Please copy all of the data below word for word, leaving out any pictures.

+++ The data

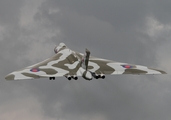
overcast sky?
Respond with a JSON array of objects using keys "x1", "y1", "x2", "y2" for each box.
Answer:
[{"x1": 0, "y1": 0, "x2": 171, "y2": 120}]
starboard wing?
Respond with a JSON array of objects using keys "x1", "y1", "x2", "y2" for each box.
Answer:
[{"x1": 88, "y1": 57, "x2": 166, "y2": 75}]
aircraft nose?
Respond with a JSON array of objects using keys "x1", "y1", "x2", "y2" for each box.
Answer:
[{"x1": 5, "y1": 74, "x2": 15, "y2": 80}]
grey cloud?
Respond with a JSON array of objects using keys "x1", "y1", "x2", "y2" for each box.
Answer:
[{"x1": 0, "y1": 0, "x2": 171, "y2": 120}]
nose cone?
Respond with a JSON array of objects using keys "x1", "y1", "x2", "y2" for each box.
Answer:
[{"x1": 5, "y1": 74, "x2": 15, "y2": 81}]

++++++

### Task response
overcast sky?
Respond with a JSON array of objects using keys "x1", "y1", "x2", "y2" for each box.
Answer:
[{"x1": 0, "y1": 0, "x2": 171, "y2": 120}]
starboard wing?
Respond with a JSON array of objects using keys "x1", "y1", "x2", "y2" for each box.
Answer:
[{"x1": 88, "y1": 57, "x2": 166, "y2": 75}]
aircraft nose?
Respond with a JSON array of objects using keys "x1", "y1", "x2", "y2" for each box.
Answer:
[{"x1": 5, "y1": 74, "x2": 15, "y2": 80}]
grey cloud?
Respond with a JSON array of objects using keys "x1", "y1", "x2", "y2" for each box.
Answer:
[{"x1": 0, "y1": 0, "x2": 171, "y2": 120}]
nose cone?
Respond with a JSON array of objects using keys "x1", "y1", "x2", "y2" for each box.
Answer:
[{"x1": 5, "y1": 74, "x2": 15, "y2": 81}]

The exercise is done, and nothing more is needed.